OBJECTIVE:
Extract every line from the rows below that contains the string "mask".

===== DATA SECTION

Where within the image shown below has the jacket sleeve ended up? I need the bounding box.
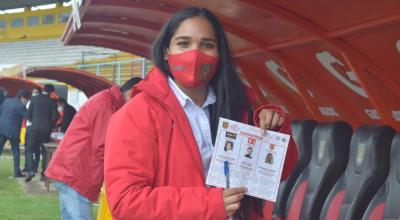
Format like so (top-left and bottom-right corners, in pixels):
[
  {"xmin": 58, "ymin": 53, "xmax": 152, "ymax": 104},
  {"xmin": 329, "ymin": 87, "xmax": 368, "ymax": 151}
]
[
  {"xmin": 253, "ymin": 104, "xmax": 298, "ymax": 181},
  {"xmin": 104, "ymin": 95, "xmax": 227, "ymax": 220},
  {"xmin": 50, "ymin": 100, "xmax": 58, "ymax": 129}
]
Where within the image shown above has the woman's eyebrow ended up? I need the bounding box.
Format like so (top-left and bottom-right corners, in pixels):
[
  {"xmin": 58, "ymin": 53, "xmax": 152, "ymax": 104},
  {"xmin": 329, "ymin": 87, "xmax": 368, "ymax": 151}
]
[
  {"xmin": 202, "ymin": 38, "xmax": 217, "ymax": 43},
  {"xmin": 174, "ymin": 36, "xmax": 191, "ymax": 40}
]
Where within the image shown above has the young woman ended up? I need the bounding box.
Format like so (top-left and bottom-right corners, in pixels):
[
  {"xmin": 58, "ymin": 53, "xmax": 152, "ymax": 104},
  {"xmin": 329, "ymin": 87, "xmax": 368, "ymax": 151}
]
[{"xmin": 105, "ymin": 7, "xmax": 297, "ymax": 220}]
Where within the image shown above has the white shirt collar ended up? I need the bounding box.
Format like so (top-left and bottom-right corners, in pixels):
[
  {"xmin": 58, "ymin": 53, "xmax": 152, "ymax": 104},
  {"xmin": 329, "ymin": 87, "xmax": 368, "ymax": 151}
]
[{"xmin": 168, "ymin": 77, "xmax": 217, "ymax": 108}]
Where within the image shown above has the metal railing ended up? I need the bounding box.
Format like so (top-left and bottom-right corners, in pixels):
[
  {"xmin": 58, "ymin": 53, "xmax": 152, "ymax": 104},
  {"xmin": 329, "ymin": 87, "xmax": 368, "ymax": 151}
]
[{"xmin": 76, "ymin": 58, "xmax": 152, "ymax": 85}]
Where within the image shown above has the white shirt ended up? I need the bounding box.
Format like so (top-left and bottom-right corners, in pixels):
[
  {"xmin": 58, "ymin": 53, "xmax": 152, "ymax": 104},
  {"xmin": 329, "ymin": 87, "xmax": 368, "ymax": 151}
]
[{"xmin": 168, "ymin": 77, "xmax": 217, "ymax": 177}]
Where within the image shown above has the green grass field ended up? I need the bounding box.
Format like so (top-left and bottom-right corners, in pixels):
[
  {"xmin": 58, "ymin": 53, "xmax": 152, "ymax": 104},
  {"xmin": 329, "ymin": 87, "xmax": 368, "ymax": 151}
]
[{"xmin": 0, "ymin": 153, "xmax": 97, "ymax": 220}]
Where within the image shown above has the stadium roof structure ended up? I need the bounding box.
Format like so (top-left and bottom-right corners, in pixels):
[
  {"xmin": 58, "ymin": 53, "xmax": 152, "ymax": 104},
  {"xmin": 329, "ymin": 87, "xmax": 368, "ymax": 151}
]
[
  {"xmin": 0, "ymin": 0, "xmax": 70, "ymax": 10},
  {"xmin": 62, "ymin": 0, "xmax": 400, "ymax": 130},
  {"xmin": 0, "ymin": 77, "xmax": 43, "ymax": 96},
  {"xmin": 26, "ymin": 67, "xmax": 115, "ymax": 98}
]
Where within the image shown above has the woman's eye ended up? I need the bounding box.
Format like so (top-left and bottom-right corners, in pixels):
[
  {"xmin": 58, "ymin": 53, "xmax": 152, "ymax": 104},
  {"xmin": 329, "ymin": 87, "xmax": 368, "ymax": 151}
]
[{"xmin": 178, "ymin": 41, "xmax": 189, "ymax": 48}]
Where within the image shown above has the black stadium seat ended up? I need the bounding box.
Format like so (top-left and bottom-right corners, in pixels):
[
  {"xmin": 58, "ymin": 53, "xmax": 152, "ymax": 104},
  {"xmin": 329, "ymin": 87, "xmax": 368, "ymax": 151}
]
[
  {"xmin": 363, "ymin": 134, "xmax": 400, "ymax": 220},
  {"xmin": 286, "ymin": 122, "xmax": 352, "ymax": 220},
  {"xmin": 320, "ymin": 125, "xmax": 395, "ymax": 220},
  {"xmin": 273, "ymin": 120, "xmax": 318, "ymax": 219}
]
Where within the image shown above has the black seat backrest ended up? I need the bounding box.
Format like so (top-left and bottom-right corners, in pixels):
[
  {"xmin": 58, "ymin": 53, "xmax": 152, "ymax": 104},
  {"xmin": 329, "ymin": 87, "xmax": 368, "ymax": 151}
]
[
  {"xmin": 320, "ymin": 125, "xmax": 395, "ymax": 220},
  {"xmin": 286, "ymin": 122, "xmax": 352, "ymax": 220},
  {"xmin": 363, "ymin": 134, "xmax": 400, "ymax": 220},
  {"xmin": 273, "ymin": 119, "xmax": 318, "ymax": 218}
]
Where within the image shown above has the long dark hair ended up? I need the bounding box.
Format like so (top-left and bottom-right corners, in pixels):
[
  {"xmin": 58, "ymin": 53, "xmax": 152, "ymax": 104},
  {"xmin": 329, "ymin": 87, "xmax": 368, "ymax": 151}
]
[{"xmin": 152, "ymin": 7, "xmax": 263, "ymax": 220}]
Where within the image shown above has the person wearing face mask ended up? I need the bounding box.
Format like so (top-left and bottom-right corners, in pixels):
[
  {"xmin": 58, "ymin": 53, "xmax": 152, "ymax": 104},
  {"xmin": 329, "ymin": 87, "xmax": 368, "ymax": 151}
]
[
  {"xmin": 45, "ymin": 77, "xmax": 141, "ymax": 220},
  {"xmin": 0, "ymin": 90, "xmax": 30, "ymax": 177},
  {"xmin": 22, "ymin": 88, "xmax": 42, "ymax": 173},
  {"xmin": 104, "ymin": 7, "xmax": 297, "ymax": 220},
  {"xmin": 25, "ymin": 84, "xmax": 58, "ymax": 182},
  {"xmin": 57, "ymin": 98, "xmax": 76, "ymax": 133}
]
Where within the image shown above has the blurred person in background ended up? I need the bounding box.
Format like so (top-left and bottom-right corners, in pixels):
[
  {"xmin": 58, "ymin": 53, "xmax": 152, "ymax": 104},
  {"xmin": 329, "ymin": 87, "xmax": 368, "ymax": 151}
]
[
  {"xmin": 22, "ymin": 88, "xmax": 42, "ymax": 173},
  {"xmin": 46, "ymin": 77, "xmax": 141, "ymax": 220},
  {"xmin": 0, "ymin": 90, "xmax": 31, "ymax": 177},
  {"xmin": 25, "ymin": 84, "xmax": 58, "ymax": 182},
  {"xmin": 57, "ymin": 98, "xmax": 76, "ymax": 133}
]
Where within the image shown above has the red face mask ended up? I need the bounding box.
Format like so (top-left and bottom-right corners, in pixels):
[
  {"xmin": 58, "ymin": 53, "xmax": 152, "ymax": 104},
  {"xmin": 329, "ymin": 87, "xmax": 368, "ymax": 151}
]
[{"xmin": 168, "ymin": 50, "xmax": 218, "ymax": 88}]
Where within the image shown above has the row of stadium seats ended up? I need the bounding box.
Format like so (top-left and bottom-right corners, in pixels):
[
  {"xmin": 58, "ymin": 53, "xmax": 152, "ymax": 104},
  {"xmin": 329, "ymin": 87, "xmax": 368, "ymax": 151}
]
[
  {"xmin": 274, "ymin": 120, "xmax": 400, "ymax": 220},
  {"xmin": 0, "ymin": 39, "xmax": 119, "ymax": 66}
]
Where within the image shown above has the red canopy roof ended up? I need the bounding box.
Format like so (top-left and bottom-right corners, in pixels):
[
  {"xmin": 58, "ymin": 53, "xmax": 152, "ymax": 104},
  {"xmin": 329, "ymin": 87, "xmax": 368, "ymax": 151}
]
[
  {"xmin": 26, "ymin": 67, "xmax": 114, "ymax": 97},
  {"xmin": 63, "ymin": 0, "xmax": 400, "ymax": 129}
]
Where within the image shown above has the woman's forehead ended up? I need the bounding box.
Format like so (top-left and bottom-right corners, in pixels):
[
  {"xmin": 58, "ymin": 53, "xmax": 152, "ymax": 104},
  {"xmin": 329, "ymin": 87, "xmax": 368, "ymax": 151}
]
[{"xmin": 173, "ymin": 16, "xmax": 216, "ymax": 40}]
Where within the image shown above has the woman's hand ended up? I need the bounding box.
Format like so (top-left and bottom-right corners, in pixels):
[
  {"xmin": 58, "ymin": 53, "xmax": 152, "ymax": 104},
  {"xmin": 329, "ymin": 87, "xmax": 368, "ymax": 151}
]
[
  {"xmin": 258, "ymin": 109, "xmax": 285, "ymax": 134},
  {"xmin": 222, "ymin": 187, "xmax": 247, "ymax": 216}
]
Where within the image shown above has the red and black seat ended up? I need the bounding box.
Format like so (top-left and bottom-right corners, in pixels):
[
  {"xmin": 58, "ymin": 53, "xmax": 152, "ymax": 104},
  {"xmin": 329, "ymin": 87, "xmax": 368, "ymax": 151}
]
[
  {"xmin": 363, "ymin": 134, "xmax": 400, "ymax": 220},
  {"xmin": 286, "ymin": 122, "xmax": 352, "ymax": 220},
  {"xmin": 320, "ymin": 125, "xmax": 395, "ymax": 220},
  {"xmin": 273, "ymin": 120, "xmax": 318, "ymax": 219}
]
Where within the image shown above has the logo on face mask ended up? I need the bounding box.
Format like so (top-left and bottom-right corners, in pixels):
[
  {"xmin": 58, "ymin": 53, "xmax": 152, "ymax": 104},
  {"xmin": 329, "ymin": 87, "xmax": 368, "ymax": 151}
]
[
  {"xmin": 200, "ymin": 64, "xmax": 212, "ymax": 81},
  {"xmin": 168, "ymin": 50, "xmax": 218, "ymax": 87}
]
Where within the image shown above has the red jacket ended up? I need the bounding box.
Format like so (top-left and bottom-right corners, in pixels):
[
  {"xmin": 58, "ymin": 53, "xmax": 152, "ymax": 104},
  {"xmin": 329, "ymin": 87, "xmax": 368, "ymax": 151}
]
[
  {"xmin": 104, "ymin": 69, "xmax": 297, "ymax": 220},
  {"xmin": 45, "ymin": 86, "xmax": 125, "ymax": 202}
]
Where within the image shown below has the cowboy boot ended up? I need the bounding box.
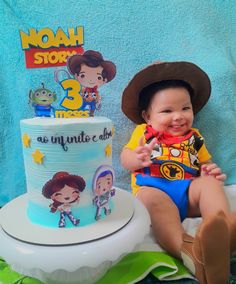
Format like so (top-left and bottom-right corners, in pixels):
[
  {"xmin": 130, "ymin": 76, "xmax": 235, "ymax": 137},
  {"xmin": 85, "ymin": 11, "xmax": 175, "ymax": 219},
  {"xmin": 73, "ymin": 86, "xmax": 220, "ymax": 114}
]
[{"xmin": 181, "ymin": 214, "xmax": 230, "ymax": 284}]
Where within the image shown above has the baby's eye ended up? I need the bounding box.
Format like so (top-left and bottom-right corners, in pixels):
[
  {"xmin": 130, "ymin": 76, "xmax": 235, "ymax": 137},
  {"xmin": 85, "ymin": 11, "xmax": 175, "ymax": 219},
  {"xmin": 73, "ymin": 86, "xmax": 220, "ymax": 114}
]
[
  {"xmin": 162, "ymin": 109, "xmax": 171, "ymax": 113},
  {"xmin": 183, "ymin": 107, "xmax": 190, "ymax": 110}
]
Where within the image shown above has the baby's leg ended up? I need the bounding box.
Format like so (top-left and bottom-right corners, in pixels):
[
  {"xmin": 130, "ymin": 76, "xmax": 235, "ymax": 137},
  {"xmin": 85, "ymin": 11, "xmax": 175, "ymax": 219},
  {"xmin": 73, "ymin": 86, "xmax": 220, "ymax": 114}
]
[
  {"xmin": 188, "ymin": 176, "xmax": 230, "ymax": 219},
  {"xmin": 137, "ymin": 187, "xmax": 184, "ymax": 258}
]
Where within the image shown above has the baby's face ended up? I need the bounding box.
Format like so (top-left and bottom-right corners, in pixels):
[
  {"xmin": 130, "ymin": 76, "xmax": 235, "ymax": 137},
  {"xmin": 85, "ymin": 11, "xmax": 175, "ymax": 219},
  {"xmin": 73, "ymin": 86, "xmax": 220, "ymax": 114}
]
[{"xmin": 143, "ymin": 87, "xmax": 194, "ymax": 136}]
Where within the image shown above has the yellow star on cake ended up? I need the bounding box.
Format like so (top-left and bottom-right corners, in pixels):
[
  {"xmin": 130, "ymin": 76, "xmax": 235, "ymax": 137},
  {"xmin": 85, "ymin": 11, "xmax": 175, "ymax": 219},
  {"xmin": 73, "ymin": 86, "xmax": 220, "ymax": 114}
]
[
  {"xmin": 22, "ymin": 133, "xmax": 30, "ymax": 148},
  {"xmin": 32, "ymin": 149, "xmax": 44, "ymax": 164},
  {"xmin": 105, "ymin": 144, "xmax": 112, "ymax": 157}
]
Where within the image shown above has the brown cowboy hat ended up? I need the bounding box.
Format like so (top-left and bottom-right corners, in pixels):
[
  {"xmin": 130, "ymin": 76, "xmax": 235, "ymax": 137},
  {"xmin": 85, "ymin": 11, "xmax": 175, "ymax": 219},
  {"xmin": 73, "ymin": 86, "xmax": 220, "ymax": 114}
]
[
  {"xmin": 67, "ymin": 50, "xmax": 116, "ymax": 82},
  {"xmin": 121, "ymin": 61, "xmax": 211, "ymax": 124},
  {"xmin": 42, "ymin": 172, "xmax": 86, "ymax": 199}
]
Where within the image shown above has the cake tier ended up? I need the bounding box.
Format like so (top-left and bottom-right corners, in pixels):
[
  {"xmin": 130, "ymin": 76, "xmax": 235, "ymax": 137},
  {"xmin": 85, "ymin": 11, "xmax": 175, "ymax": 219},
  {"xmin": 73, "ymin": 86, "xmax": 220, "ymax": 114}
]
[{"xmin": 20, "ymin": 117, "xmax": 114, "ymax": 227}]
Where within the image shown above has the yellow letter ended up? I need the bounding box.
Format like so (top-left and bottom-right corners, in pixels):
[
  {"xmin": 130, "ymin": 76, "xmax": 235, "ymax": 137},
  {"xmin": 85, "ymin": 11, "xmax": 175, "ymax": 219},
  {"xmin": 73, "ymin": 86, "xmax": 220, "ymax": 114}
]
[
  {"xmin": 38, "ymin": 28, "xmax": 55, "ymax": 48},
  {"xmin": 55, "ymin": 28, "xmax": 70, "ymax": 47},
  {"xmin": 61, "ymin": 79, "xmax": 83, "ymax": 110},
  {"xmin": 20, "ymin": 29, "xmax": 38, "ymax": 49},
  {"xmin": 68, "ymin": 27, "xmax": 84, "ymax": 46}
]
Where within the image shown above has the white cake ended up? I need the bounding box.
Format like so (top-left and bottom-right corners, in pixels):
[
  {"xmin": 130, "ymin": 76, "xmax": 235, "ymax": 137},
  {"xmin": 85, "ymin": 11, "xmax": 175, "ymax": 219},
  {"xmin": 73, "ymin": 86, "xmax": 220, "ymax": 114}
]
[{"xmin": 20, "ymin": 117, "xmax": 114, "ymax": 228}]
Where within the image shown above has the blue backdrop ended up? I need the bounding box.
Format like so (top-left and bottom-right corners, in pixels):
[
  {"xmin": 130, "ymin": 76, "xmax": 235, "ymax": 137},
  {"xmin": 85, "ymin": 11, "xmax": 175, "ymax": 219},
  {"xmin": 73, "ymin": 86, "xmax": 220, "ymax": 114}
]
[{"xmin": 0, "ymin": 0, "xmax": 236, "ymax": 205}]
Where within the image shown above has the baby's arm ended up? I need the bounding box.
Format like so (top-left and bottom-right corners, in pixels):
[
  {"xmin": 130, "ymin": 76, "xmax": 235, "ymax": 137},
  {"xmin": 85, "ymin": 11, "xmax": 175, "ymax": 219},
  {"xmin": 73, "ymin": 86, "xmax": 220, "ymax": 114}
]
[
  {"xmin": 120, "ymin": 137, "xmax": 157, "ymax": 171},
  {"xmin": 201, "ymin": 160, "xmax": 226, "ymax": 182}
]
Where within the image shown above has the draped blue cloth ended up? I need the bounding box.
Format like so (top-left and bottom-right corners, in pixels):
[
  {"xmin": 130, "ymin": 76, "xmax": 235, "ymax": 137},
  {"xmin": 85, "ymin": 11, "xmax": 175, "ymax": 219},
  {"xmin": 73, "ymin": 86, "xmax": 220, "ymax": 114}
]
[{"xmin": 0, "ymin": 0, "xmax": 236, "ymax": 205}]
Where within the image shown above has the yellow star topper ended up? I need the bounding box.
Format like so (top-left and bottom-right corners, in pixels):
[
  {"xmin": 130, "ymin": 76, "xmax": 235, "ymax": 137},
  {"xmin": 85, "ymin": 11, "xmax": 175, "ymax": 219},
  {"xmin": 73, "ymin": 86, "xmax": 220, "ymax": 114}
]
[
  {"xmin": 22, "ymin": 133, "xmax": 30, "ymax": 148},
  {"xmin": 105, "ymin": 144, "xmax": 112, "ymax": 157},
  {"xmin": 32, "ymin": 149, "xmax": 44, "ymax": 164}
]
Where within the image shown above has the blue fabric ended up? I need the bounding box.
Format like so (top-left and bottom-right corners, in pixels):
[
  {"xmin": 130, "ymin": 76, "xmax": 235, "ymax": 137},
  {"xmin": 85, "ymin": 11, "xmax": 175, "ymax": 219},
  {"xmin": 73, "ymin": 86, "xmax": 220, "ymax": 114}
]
[
  {"xmin": 0, "ymin": 0, "xmax": 236, "ymax": 205},
  {"xmin": 135, "ymin": 174, "xmax": 192, "ymax": 221}
]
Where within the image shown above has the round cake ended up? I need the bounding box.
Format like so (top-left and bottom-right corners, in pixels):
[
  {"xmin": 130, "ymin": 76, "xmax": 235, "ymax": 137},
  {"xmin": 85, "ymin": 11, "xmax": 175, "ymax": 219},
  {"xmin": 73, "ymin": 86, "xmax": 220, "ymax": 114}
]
[{"xmin": 20, "ymin": 117, "xmax": 115, "ymax": 228}]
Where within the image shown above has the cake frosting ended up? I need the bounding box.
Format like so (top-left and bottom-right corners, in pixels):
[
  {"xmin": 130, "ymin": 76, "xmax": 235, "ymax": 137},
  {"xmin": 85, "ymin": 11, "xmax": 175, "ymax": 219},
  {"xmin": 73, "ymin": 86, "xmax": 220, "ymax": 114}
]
[{"xmin": 20, "ymin": 117, "xmax": 115, "ymax": 228}]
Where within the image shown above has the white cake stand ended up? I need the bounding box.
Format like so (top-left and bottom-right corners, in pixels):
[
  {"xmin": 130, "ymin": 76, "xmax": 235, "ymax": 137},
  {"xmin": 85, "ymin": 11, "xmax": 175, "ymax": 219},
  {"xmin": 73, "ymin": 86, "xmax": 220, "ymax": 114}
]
[{"xmin": 0, "ymin": 190, "xmax": 150, "ymax": 284}]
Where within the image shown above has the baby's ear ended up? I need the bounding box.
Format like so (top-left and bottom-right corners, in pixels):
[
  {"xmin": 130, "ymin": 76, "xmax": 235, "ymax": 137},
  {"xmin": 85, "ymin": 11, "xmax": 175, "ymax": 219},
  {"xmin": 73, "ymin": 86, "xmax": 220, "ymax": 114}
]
[{"xmin": 142, "ymin": 110, "xmax": 150, "ymax": 124}]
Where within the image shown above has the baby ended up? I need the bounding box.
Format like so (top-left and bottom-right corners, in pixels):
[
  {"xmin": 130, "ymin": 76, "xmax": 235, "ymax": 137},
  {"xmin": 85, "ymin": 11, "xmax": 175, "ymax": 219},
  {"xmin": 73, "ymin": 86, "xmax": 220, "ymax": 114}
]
[{"xmin": 121, "ymin": 62, "xmax": 236, "ymax": 284}]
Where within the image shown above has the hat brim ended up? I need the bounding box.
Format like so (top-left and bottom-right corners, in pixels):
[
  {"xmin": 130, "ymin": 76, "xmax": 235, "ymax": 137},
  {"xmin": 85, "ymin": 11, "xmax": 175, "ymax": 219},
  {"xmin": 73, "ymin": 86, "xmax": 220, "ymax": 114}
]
[{"xmin": 121, "ymin": 61, "xmax": 211, "ymax": 124}]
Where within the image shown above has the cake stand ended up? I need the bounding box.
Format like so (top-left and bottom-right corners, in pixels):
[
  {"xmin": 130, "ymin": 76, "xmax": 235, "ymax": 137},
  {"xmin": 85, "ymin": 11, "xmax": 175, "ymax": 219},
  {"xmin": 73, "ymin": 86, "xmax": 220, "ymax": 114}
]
[{"xmin": 0, "ymin": 189, "xmax": 150, "ymax": 284}]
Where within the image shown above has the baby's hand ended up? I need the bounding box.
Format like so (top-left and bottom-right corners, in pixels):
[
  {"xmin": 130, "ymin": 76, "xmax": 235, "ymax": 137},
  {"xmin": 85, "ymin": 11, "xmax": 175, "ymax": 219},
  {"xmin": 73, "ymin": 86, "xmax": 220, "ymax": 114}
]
[
  {"xmin": 134, "ymin": 137, "xmax": 157, "ymax": 168},
  {"xmin": 201, "ymin": 163, "xmax": 226, "ymax": 182}
]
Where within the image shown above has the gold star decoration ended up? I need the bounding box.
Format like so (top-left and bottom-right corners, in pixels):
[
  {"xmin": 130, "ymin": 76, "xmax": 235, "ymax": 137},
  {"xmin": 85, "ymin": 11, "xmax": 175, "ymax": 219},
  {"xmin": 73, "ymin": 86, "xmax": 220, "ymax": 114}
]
[
  {"xmin": 21, "ymin": 133, "xmax": 30, "ymax": 148},
  {"xmin": 105, "ymin": 144, "xmax": 112, "ymax": 157},
  {"xmin": 32, "ymin": 149, "xmax": 44, "ymax": 164}
]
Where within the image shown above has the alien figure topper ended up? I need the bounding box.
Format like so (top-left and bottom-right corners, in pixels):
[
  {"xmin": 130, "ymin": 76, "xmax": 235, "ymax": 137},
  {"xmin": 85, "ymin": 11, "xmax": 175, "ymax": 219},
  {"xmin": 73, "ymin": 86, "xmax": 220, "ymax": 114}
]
[{"xmin": 29, "ymin": 83, "xmax": 57, "ymax": 117}]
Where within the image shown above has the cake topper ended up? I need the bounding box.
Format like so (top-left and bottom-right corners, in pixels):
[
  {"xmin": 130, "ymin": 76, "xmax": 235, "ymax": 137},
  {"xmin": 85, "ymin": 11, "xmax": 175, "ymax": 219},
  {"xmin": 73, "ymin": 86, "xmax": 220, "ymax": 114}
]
[
  {"xmin": 29, "ymin": 83, "xmax": 57, "ymax": 117},
  {"xmin": 93, "ymin": 166, "xmax": 115, "ymax": 220},
  {"xmin": 54, "ymin": 50, "xmax": 116, "ymax": 117},
  {"xmin": 42, "ymin": 172, "xmax": 86, "ymax": 228}
]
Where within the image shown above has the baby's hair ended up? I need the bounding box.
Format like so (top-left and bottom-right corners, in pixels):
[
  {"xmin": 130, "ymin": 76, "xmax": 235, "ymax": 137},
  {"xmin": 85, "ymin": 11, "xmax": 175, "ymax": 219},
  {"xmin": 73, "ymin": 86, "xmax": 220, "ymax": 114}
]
[{"xmin": 138, "ymin": 80, "xmax": 194, "ymax": 113}]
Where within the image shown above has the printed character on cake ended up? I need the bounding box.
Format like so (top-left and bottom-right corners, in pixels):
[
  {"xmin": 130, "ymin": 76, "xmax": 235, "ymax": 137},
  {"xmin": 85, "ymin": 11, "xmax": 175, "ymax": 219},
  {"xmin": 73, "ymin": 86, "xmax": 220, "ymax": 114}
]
[
  {"xmin": 67, "ymin": 50, "xmax": 116, "ymax": 116},
  {"xmin": 42, "ymin": 172, "xmax": 86, "ymax": 228},
  {"xmin": 93, "ymin": 166, "xmax": 115, "ymax": 220},
  {"xmin": 29, "ymin": 83, "xmax": 57, "ymax": 117}
]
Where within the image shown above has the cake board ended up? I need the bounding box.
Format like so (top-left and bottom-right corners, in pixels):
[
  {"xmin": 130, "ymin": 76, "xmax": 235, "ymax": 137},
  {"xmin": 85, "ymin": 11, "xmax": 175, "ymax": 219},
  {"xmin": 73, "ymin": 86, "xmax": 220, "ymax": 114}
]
[{"xmin": 0, "ymin": 189, "xmax": 150, "ymax": 284}]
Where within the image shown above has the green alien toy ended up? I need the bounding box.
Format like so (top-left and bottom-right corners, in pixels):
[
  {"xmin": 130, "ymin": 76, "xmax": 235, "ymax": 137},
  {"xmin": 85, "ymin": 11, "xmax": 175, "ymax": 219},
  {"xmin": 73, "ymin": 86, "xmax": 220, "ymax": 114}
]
[{"xmin": 29, "ymin": 83, "xmax": 57, "ymax": 117}]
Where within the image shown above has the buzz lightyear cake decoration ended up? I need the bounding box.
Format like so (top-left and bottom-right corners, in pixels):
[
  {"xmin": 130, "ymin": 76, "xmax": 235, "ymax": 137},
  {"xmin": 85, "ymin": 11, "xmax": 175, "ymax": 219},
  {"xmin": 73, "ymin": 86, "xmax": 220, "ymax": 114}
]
[
  {"xmin": 42, "ymin": 165, "xmax": 115, "ymax": 228},
  {"xmin": 93, "ymin": 166, "xmax": 115, "ymax": 220}
]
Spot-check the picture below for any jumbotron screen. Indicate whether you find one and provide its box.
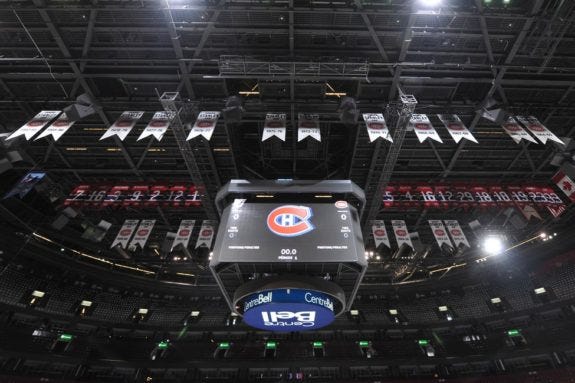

==========

TASK SOLUTION:
Where within the image shown above has the person wearing face mask ended up? I need the bounding box.
Where within the image shown above has the red face mask ended up? I need the bounding box.
Where within the image shown above has the logo on face mask ended up? I need the bounding box.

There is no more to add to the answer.